INPUT FOR THIS TASK:
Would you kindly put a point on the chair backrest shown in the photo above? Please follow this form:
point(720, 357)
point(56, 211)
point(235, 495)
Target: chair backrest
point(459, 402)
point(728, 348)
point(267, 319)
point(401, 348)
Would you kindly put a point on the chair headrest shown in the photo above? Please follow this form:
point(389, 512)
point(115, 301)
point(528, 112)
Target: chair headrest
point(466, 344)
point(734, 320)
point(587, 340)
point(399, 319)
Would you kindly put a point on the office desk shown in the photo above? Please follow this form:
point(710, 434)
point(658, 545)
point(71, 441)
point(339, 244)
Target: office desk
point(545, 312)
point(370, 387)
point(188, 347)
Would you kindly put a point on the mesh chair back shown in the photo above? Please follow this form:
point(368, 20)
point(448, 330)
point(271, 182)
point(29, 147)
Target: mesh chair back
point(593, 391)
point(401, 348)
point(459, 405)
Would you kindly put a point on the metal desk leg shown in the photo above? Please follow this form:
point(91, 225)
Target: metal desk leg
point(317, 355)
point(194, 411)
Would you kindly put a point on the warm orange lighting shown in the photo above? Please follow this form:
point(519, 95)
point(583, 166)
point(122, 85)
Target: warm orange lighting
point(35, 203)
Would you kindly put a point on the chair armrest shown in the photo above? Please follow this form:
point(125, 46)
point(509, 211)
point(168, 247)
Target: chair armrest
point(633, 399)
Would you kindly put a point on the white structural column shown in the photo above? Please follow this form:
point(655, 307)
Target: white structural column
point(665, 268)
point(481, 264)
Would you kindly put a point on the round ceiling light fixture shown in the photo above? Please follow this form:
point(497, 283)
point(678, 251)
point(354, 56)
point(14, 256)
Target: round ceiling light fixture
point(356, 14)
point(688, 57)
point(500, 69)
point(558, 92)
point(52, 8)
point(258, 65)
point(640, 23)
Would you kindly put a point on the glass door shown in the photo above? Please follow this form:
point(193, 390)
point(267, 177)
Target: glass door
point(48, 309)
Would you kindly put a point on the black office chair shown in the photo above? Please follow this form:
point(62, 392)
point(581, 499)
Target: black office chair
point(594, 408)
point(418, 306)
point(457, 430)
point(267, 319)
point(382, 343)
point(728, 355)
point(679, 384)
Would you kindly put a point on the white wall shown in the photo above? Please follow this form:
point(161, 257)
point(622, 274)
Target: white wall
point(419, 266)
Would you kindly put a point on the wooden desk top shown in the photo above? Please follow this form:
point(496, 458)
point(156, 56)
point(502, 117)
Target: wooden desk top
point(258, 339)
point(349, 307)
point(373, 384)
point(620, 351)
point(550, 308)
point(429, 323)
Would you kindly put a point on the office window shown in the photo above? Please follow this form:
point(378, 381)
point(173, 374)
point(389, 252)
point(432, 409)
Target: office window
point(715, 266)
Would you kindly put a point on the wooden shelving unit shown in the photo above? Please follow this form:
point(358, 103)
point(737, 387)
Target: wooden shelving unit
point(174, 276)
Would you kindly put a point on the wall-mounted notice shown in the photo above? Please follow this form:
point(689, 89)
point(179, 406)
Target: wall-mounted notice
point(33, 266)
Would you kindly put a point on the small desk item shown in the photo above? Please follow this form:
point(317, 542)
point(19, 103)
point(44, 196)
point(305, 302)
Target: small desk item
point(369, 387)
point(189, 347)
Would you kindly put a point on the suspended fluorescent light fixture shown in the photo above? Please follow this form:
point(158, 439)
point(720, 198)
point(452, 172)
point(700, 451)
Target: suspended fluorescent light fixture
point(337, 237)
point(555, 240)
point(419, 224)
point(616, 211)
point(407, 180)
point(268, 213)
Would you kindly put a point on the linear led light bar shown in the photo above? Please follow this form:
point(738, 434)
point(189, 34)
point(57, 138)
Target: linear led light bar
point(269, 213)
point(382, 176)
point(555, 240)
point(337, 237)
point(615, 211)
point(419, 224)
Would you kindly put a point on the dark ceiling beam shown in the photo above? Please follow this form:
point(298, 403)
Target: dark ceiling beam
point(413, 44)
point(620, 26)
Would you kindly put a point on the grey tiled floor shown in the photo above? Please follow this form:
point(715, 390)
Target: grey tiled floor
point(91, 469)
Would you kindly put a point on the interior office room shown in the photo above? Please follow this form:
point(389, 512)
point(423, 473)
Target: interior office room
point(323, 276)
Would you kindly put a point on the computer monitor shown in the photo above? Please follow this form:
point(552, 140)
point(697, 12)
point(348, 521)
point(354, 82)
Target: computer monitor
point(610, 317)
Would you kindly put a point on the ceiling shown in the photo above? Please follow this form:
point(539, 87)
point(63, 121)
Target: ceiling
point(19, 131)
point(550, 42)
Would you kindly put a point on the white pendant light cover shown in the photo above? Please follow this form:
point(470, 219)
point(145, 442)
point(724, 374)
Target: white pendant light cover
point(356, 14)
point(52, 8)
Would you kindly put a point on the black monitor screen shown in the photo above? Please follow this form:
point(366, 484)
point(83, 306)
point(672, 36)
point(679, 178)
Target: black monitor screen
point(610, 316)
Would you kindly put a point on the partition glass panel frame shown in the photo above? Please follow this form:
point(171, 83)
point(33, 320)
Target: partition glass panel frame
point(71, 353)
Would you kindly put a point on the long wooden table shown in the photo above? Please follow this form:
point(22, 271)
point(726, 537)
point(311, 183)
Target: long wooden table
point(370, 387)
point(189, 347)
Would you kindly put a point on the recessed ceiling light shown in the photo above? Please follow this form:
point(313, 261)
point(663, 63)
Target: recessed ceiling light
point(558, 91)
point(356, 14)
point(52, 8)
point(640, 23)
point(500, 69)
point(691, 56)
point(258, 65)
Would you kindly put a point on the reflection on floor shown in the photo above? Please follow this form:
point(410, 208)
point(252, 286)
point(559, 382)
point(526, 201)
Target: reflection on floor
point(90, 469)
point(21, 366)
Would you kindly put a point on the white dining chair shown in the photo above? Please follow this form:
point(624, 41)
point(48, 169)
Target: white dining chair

TO BE DONE:
Take the line holding "Would you kindly put a point on the computer" and all lines after it through the end of the data, and set them down exactly.

SOLVED EXERCISE:
Would you kindly put a point on the computer monitor shown in the photo above? Please follow this form:
point(552, 140)
point(697, 12)
point(348, 521)
point(354, 82)
Target: computer monitor
point(610, 317)
Would you kindly put a point on the ceiling shown in the photo above? Please follow this form:
point(539, 87)
point(63, 121)
Target: ceiling
point(19, 131)
point(550, 42)
Would you kindly put a point on the white pendant light cover shown in the photo above? Please follow this form:
point(470, 219)
point(145, 442)
point(724, 374)
Target: white pendant light cover
point(356, 14)
point(52, 8)
Would you kindly put a point on the black monitor screen shown in the photo above? Please follow this form:
point(366, 484)
point(83, 306)
point(672, 36)
point(679, 178)
Target: black monitor screen
point(610, 316)
Would you kindly put a point on the partition glass panel frame shown in the photo above? Please follow this form:
point(171, 83)
point(33, 320)
Target: partition glass panel frame
point(71, 353)
Would you kindly put a point on the long wooden table shown in the photo above? Please follow this form:
point(22, 271)
point(726, 537)
point(311, 183)
Target: long wooden table
point(370, 387)
point(189, 347)
Would you kindly put a point on the recessed ceiling light shown in the photo above? Please follow this form:
point(313, 261)
point(663, 63)
Target: recessed ceiling light
point(558, 91)
point(356, 14)
point(52, 8)
point(640, 23)
point(500, 69)
point(691, 56)
point(258, 65)
Would you kindly put a point on the reflection on floor shown in the photo above? Please follow this form:
point(410, 208)
point(252, 286)
point(559, 382)
point(526, 201)
Target: reflection on floor
point(90, 469)
point(21, 366)
Would you kindly put a point on the white dining chair shown in the photo above? Please follow this form:
point(624, 41)
point(48, 169)
Target: white dining chair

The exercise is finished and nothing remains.